Reading passage:
┄┄┄┄┄┄┄┄┄┄┄┄┄┄┄┄┄┄┄┄

The present invention generally relates to a device and a method for generating a filtered activity pattern, to a source divider, to a method for generating a debugged audio signal and to a computer program, in particular to a concept for noise source filtering.
In the field of today's medical technology, it is an important challenge to enable persons with impaired hearing to participate in normal life. For this purpose, from medical technology a great number of different hearing aids are known. It is a special challenge if the inner ear of a patient is damaged. In this case it is necessary to directly excite the auditory nerves of the patient.
Although this may already be successfully achieved with the help of cochlear implants, patients having cochlear implants still have special difficulties when they are close to several different sound sources. In this case, among other things speech intelligibility clearly decreases.
For this reason there is a need to improve the hearing impression of patients with a cochlear implant in particular in situations in which several sound sources are present.
In the following, some documents are discussed which provide background information regarding the mentioned problems.

┄┄┄┄┄┄┄┄┄┄┄┄┄┄┄┄┄┄┄┄

[Stored items from a collection]
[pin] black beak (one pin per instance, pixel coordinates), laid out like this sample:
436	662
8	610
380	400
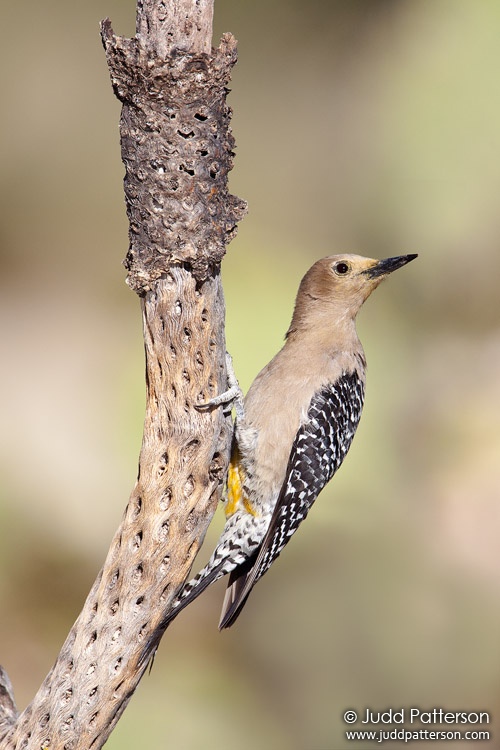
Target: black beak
389	265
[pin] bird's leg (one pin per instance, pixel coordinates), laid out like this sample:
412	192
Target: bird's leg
233	395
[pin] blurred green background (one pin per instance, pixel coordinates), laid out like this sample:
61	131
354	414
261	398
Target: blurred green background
368	126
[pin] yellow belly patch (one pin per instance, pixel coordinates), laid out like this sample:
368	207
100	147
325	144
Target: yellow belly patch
235	491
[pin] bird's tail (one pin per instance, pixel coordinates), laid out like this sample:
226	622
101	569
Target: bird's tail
218	566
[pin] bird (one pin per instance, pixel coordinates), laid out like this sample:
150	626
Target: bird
293	429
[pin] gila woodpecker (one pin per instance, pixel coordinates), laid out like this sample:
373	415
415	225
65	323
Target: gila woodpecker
293	429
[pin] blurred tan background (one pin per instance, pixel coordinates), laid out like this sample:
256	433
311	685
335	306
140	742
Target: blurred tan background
363	125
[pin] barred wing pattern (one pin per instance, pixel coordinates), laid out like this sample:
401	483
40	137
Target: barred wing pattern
319	448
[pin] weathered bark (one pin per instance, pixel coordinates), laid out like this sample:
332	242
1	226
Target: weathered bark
177	150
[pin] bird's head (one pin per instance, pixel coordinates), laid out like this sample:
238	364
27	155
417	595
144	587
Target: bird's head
335	287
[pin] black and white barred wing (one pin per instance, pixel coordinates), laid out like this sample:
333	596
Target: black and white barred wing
319	448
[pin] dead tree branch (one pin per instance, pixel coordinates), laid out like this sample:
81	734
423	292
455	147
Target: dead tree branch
177	150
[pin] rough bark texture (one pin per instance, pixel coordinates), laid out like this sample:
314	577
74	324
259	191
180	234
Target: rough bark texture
177	149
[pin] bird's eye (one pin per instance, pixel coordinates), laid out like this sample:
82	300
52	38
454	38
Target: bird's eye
341	268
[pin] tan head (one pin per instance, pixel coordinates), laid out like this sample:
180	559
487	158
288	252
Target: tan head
334	288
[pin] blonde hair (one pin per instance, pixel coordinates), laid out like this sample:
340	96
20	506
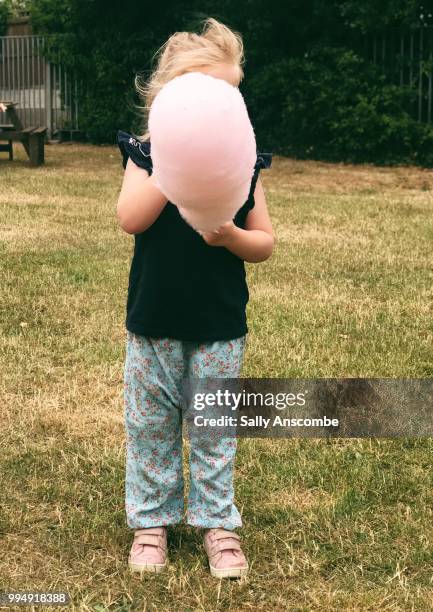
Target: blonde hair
186	51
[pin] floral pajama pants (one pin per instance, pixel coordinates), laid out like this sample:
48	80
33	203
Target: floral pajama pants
154	487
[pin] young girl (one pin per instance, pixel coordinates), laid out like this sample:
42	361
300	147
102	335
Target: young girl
185	318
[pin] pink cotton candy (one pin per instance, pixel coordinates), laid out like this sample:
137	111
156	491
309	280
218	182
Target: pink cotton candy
203	148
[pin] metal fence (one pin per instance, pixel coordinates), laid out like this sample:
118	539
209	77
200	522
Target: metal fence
406	58
46	95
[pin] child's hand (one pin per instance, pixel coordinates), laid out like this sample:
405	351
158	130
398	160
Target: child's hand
223	236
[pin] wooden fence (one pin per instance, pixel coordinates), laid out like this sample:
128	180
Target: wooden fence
44	92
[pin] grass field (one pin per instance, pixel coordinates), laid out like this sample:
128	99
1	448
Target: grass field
345	525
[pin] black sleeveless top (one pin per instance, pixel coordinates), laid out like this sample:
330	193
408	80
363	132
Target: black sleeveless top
180	287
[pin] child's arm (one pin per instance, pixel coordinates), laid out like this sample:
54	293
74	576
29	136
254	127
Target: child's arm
140	203
252	244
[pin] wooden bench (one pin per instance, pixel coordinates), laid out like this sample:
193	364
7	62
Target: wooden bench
32	138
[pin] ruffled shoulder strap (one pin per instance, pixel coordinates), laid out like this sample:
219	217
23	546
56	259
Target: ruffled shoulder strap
264	160
138	151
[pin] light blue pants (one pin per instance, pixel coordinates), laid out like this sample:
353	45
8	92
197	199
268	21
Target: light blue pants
154	369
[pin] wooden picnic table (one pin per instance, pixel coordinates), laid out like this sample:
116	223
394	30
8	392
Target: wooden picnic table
32	138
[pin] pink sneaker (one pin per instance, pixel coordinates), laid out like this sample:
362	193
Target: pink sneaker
149	550
226	559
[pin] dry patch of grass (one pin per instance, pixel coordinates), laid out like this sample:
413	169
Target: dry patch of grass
344	525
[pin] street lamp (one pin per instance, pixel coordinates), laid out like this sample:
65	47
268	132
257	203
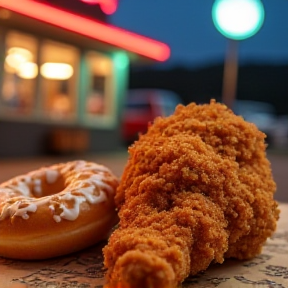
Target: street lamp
236	20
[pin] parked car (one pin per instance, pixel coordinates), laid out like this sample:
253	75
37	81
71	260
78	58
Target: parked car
143	106
262	114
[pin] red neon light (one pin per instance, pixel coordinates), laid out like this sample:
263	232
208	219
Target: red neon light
107	6
91	28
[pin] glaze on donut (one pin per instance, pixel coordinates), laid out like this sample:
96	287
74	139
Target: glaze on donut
56	210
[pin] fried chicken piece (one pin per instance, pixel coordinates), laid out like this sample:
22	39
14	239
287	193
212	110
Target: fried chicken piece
197	189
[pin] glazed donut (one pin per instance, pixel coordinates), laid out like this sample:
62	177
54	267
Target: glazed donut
56	210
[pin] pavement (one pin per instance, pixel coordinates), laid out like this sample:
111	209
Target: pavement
116	162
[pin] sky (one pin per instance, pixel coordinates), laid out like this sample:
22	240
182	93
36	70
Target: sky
187	27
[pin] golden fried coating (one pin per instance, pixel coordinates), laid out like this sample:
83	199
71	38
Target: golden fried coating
197	188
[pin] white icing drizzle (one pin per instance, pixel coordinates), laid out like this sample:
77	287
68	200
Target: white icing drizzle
22	187
15	210
52	176
90	189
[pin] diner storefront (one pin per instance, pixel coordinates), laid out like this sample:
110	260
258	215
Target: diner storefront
63	79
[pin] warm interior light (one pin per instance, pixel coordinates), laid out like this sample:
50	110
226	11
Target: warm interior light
27	70
56	71
93	29
16	56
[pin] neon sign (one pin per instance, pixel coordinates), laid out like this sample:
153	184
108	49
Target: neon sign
107	6
90	28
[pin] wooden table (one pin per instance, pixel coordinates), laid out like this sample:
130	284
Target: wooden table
85	269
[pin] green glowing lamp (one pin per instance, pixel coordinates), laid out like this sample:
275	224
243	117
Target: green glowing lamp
238	19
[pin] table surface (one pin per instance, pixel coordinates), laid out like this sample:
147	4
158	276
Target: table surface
85	269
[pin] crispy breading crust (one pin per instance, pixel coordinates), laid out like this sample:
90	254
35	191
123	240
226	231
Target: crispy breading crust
197	188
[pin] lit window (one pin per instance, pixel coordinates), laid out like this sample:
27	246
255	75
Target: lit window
98	101
59	74
20	72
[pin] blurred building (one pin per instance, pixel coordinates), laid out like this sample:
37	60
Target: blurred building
64	75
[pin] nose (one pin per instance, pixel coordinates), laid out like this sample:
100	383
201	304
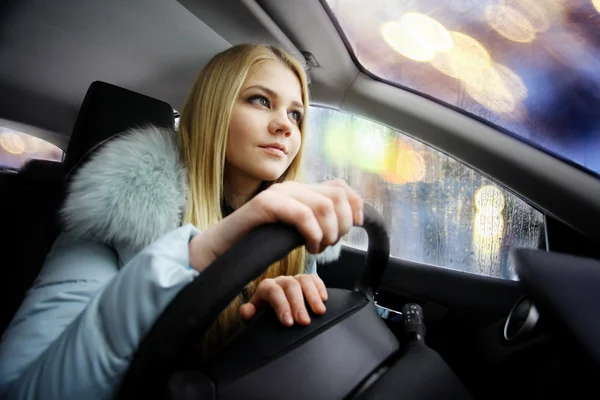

┄┄┄┄┄┄┄┄┄┄┄┄┄┄┄┄┄┄┄┄

Explore the material:
a – According to the text on noise source filtering for cochlear implants, what clearly decreases for patients with cochlear implants when they are close to several different sound sources?
b – Write the next part of the text on noise source filtering for cochlear implants, continuing from its final sentence.

Results in order:
a – Speech intelligibility clearly decreases.

b –
The article “A revised neurobiologically parameterized model of the cochlea and an attached auditory image processing network” by T. Harczos (a doctorate student in his second year) and his tutor Dr. T. Roska (PPCU Multidisciplinary Doctoral School, 2005-2006 annual report) describes a neurobiologically parameterized model of the cochlea. In the described model, a basilar membrane modeling is used according to an extended Zwicker/Baumgarte model. Further, an inner hair cell is replicated using the model by Meddis, by which a vesicle release is calculated. Further, additionally the synaptic cleft is modeled, and further also processes after the synaptic cleft are modeled.
Further information with regard to a processing of sound data using a Hough transformation are, for example, found in the article “A neurobiologically inspired vowel recognizer using Hough-transform” by T. Harczos, F. Klefenz and A. Kátai (published in the Proceedings VISAPP 2006, Setubal, Portugal, 25-28 Feb. 2006).
The main contribution SCHALLANALYSE with the title “Neuronale Repräsentation des Hörvorgangs als Basis” by G. Szepannek, F. Klefenz and C. Weihs, published online on 28 Sep. 2005, Informatik-Spektrum, Springer-Verlag GmbH, ISSN: 0170-6012 (Paper), describes a modeling of the response of an auditory nerve and an information extraction.
Further information is found in the article “Feature Extraction for sound classification by means of a perceptionally motivated neurophysiologic parameterized auditory model” by T. Harczos, A. Katai, F. Klefenz, P. Schikowski and G. Szepannek (published at the conference of the Gesellschaft für Klassifikation GfKl 2006 from 8 Mar. to 10 Mar. 2006 in Berlin.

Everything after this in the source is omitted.